- _Extract provided_:
Xilinx FPGA's power optimization design

For FPGA, designers can make full use of its programmability and related tools to accurately estimate power consumption, and then optimize the technology to make the FPGA design and the corresponding PCB board more efficient in terms of power.


Static and dynamic power consumption and its changes


In the 90nm process, the current leakage problem becomes quite serious for both ASIC and FPGA. In the 65nm process, this problem is even more challenging. In order to obtain higher transistor performance, the threshold voltage must be lowered, but at the same time the current leakage is increased. Xilinx has made many efforts to reduce current leakage. Nevertheless, the static power consumption due to leakage still varies 2:1 under the worst and typical process conditions. Leakage power consumption is greatly affected by the core voltage (VCCINT), which is approximately proportional to its cube. Even if VCCINT only rises by 5%, static power consumption will increase by about 15%. Finally, the leakage current is also closely related to the junction (or chip) temperature.

- _List of tasks_:
A. Return the part of the FPGA power article from "Xilinx FPGA's power" through "terms of power.", copied word for word.
B. Answer these questions using the FPGA power article:
(i) What must be lowered to obtain higher transistor performance?
(ii) By about how much does static power consumption increase if VCCINT rises by only 5%?
(iii) Besides the FPGA design, what is named as becoming more efficient in terms of power?
C. Extend the article on Xilinx FPGA power optimization from where it stops.
The material that comes next is separate from the FPGA power article.

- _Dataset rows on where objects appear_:
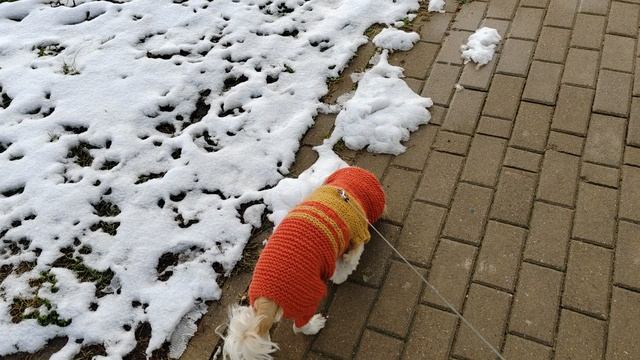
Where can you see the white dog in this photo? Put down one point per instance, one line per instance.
(322, 238)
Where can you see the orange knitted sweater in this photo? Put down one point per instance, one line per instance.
(301, 254)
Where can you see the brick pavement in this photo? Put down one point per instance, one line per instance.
(520, 200)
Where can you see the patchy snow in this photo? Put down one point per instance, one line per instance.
(381, 113)
(395, 39)
(136, 139)
(436, 6)
(481, 46)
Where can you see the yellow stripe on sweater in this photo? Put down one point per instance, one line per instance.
(342, 243)
(318, 224)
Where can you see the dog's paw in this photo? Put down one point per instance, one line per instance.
(314, 325)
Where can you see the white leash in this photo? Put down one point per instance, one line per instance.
(343, 195)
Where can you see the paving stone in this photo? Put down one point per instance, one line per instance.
(613, 93)
(521, 159)
(320, 130)
(415, 84)
(450, 52)
(438, 114)
(633, 133)
(348, 313)
(561, 13)
(514, 197)
(559, 177)
(305, 157)
(376, 163)
(478, 79)
(439, 179)
(518, 348)
(469, 16)
(580, 337)
(464, 112)
(441, 83)
(450, 272)
(535, 3)
(434, 29)
(632, 156)
(623, 19)
(399, 295)
(484, 159)
(542, 83)
(581, 67)
(573, 110)
(431, 334)
(451, 142)
(600, 175)
(418, 148)
(588, 31)
(495, 127)
(624, 326)
(526, 24)
(419, 235)
(552, 44)
(630, 193)
(535, 305)
(605, 140)
(627, 266)
(598, 7)
(375, 346)
(487, 309)
(502, 9)
(566, 143)
(504, 96)
(500, 25)
(595, 214)
(417, 61)
(468, 213)
(499, 257)
(586, 286)
(532, 126)
(549, 233)
(516, 57)
(398, 186)
(617, 53)
(371, 269)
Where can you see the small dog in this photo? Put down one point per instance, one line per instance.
(322, 238)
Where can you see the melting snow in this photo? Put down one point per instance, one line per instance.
(382, 112)
(395, 39)
(481, 46)
(136, 138)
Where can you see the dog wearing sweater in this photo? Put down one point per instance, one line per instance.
(320, 239)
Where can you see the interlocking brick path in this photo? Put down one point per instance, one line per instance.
(520, 200)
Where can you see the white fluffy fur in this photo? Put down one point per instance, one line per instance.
(313, 326)
(242, 341)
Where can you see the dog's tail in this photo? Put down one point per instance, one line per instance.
(242, 341)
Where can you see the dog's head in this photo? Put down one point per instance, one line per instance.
(246, 338)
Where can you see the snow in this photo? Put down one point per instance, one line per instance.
(436, 6)
(481, 46)
(381, 113)
(183, 115)
(395, 39)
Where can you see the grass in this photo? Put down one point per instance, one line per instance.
(101, 279)
(69, 69)
(32, 308)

- _Set of answers_:
A.
Xilinx FPGA's power optimization design

For FPGA, designers can make full use of its programmability and related tools to accurately estimate power consumption, and then optimize the technology to make the FPGA design and the corresponding PCB board more efficient in terms of power.

B.
(i) The threshold voltage.
(ii) By about 15%.
(iii) The corresponding PCB board.

C.
The other source of static power consumption in FPGAs is the DC current of the working circuit, but to a large extent, this part of the current does not change much with the process and temperature. For example, I/O power supply (such as HSTL, SSTL and LVDS and other I/O standard termination voltage) and LVDS and other current-driven I/O DC current. Some FPGA simulation modules also bring static power consumption, but also have little to do with process and temperature. For example, the digital clock manager (DCM) used to control the clock in Xilinx FPGA; the phase-locked loop (PLL) in Xilinx Virtex-5 FPGA; and the unit IODELAY used for programmable delay of input and output information in Xilinx FPGA.


Dynamic power consumption refers to the power consumption caused by the switching activity of the FPGA core or I/O. In order to calculate dynamic power consumption, the number of switching transistors and wiring, capacitance, and switching frequency must be known. In FPGAs, transistors implement logic and programmable interconnections between metal wires. The capacitance includes the parasitic capacitance of the transistor and the capacitance of the metal interconnection line.


The formula of dynamic power: PDYNAMIC=nCV2f, where n=number of switching nodes, C=capacitance, V=voltage swing, f=switching frequency.


A more compact logic package (through internal FPGA architecture changes) can reduce the number of switching transistors. The use of smaller-sized transistors can shorten the wiring length between the transistors, thereby reducing dynamic power. Therefore, the 65nm transistor in the Virtex-5 FPGA has a smaller gate capacitance and a shorter interconnect length. The combination of the two can reduce the capacitance of the node by about 15% to 20%, which can further reduce the dynamic power.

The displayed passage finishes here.